Available data: Begin
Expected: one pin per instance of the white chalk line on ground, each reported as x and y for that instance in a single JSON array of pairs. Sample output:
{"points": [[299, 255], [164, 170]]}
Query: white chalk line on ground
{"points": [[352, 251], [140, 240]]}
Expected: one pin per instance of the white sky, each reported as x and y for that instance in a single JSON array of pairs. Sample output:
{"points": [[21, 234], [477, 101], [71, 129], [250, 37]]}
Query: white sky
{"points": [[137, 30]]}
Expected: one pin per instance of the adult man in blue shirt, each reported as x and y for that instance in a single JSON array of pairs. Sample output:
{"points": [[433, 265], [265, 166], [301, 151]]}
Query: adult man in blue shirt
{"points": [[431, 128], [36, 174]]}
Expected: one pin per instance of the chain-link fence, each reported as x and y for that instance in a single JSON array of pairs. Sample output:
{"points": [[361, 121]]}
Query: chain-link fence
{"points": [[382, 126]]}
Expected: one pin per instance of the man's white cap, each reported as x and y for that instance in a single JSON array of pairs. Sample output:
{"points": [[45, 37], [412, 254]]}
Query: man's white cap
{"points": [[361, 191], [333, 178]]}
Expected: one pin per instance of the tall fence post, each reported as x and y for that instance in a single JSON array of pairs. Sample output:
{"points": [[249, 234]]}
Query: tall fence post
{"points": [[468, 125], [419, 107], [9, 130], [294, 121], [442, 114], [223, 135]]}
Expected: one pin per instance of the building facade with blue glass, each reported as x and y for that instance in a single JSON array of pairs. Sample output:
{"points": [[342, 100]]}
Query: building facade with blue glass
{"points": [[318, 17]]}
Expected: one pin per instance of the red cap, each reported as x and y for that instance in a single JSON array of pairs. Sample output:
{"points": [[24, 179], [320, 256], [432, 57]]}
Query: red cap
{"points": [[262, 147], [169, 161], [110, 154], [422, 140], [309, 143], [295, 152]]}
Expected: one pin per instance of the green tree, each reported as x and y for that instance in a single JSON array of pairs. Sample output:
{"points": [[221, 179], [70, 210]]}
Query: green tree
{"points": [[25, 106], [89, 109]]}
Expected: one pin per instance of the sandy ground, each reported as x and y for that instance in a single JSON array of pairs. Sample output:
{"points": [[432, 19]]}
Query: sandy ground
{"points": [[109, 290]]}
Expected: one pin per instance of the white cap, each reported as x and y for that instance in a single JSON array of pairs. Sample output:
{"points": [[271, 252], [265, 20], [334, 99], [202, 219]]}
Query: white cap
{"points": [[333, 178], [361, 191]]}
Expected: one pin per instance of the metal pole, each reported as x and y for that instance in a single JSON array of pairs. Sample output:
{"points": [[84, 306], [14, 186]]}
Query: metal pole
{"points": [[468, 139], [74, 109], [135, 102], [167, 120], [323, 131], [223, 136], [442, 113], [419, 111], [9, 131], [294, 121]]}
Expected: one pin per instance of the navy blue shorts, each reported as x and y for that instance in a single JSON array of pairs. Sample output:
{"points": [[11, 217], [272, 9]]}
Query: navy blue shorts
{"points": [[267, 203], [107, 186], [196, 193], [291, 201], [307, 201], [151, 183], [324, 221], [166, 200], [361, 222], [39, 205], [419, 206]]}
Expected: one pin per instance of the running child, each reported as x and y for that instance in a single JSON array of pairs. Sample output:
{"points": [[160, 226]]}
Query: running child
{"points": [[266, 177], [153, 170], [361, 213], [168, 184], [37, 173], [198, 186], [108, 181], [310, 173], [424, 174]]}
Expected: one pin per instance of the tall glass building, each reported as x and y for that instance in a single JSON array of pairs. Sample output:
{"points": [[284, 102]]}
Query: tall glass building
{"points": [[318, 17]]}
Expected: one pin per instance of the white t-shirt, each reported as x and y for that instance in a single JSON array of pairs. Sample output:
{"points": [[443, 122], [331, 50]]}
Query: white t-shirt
Available data: End
Instructions for the task:
Please copy the data in full, character for character.

Problem solution:
Expected: one pin per instance of the white chalk line on ground, each reported as x and y for that instance in a single JSON array of pairs. Sample output:
{"points": [[299, 255], [164, 170]]}
Query: white chalk line on ground
{"points": [[352, 251], [140, 240]]}
Expected: one pin per instance of the white sky, each reported as x and y for that instance in a single JSON array of pairs. Sample output:
{"points": [[21, 234], [477, 101], [71, 129], [250, 37]]}
Query: white sky
{"points": [[137, 30]]}
Expected: one pin per instance of the adult man in blue shirt, each reported as x and y for that instance in a single JSON array of pairs. Sample output:
{"points": [[433, 265], [265, 166], [301, 151]]}
Query: adult man in blue shirt
{"points": [[431, 128], [36, 174]]}
Expected: one pin per instance of the chain-link fence, each reported as x and y for that instance in a single JSON array of pairs. Sample output:
{"points": [[361, 121]]}
Query: chain-link fence
{"points": [[382, 126]]}
Expected: one pin per instance of the man's white cap, each reported as x and y for that instance in a single JSON array of pairs. Sample output:
{"points": [[45, 37], [412, 254]]}
Query: man's white cap
{"points": [[361, 191], [333, 178]]}
Expected: one pin per instance of the tall fence post, each reported as x and y for that instance in a single JSON array of pairs. Sample output:
{"points": [[249, 234]]}
Query: tall fence post
{"points": [[468, 125], [419, 107], [9, 130], [294, 121], [442, 114], [223, 135]]}
Expected: one pin per instance of the building facade with blue glass, each reported as x and y for that instance in a single JSON array of pairs. Sample output:
{"points": [[342, 100]]}
Query: building facade with blue glass
{"points": [[318, 17]]}
Expected: one pin per instance of the red cap, each reported as x and y for that instance in a single JSON array of pairs. Sample output:
{"points": [[24, 179], [320, 256], [432, 57]]}
Query: red cap
{"points": [[262, 147], [169, 161], [110, 154], [422, 140], [309, 143], [295, 152]]}
Expected: one pin per instance of the green tree, each reported as x and y for that instance in a single JSON array of pairs. Sample output:
{"points": [[221, 179], [70, 210]]}
Query: green tree
{"points": [[25, 106], [89, 109]]}
Expected: one pin per instance of the sandy ground, each reported as x and y for that instance in a single JSON array of pairs. Sample output:
{"points": [[432, 19]]}
Query: sandy ground
{"points": [[109, 290]]}
Expected: one pin per instance of the white cap, each reported as x and y for that instance in a single JSON array of pairs. Sample output:
{"points": [[271, 252], [265, 20], [334, 99], [202, 219]]}
Query: white cap
{"points": [[333, 178], [361, 191]]}
Expected: one pin per instance of the metal pole, each reported as x and y for that instance in a single JSON array of pairs. Sample output:
{"points": [[84, 306], [14, 186]]}
Query: metal pole
{"points": [[468, 139], [74, 109], [135, 102], [167, 120], [323, 131], [223, 136], [442, 113], [419, 111], [9, 131], [294, 121]]}
Expected: one pin per instance of the navy blue shorts, each reported as x and y for that instance in a single JSON array of pairs. Sample output:
{"points": [[11, 217], [272, 9]]}
Query: navy blue shorts
{"points": [[267, 203], [107, 186], [196, 193], [291, 201], [307, 201], [151, 183], [324, 221], [166, 200], [361, 222], [39, 205], [419, 206]]}
Expected: one pin per instance of the running child, each reported as x and y for that instance in a single JSON array of pairs. Sample output:
{"points": [[160, 226]]}
Query: running child
{"points": [[266, 177], [153, 170], [361, 213], [168, 184], [37, 173], [198, 186], [108, 181], [310, 173], [424, 174]]}
Expected: one pin per instance of the tall glass building, each reported as x and y for that instance in a single JSON array of pairs. Sample output:
{"points": [[284, 102]]}
Query: tall glass building
{"points": [[318, 17]]}
Expected: one pin per instance of the white t-shirt, each reported as x and y for that instance in a single JSON array of pairs. Sample output:
{"points": [[443, 122], [331, 50]]}
Query: white t-shirt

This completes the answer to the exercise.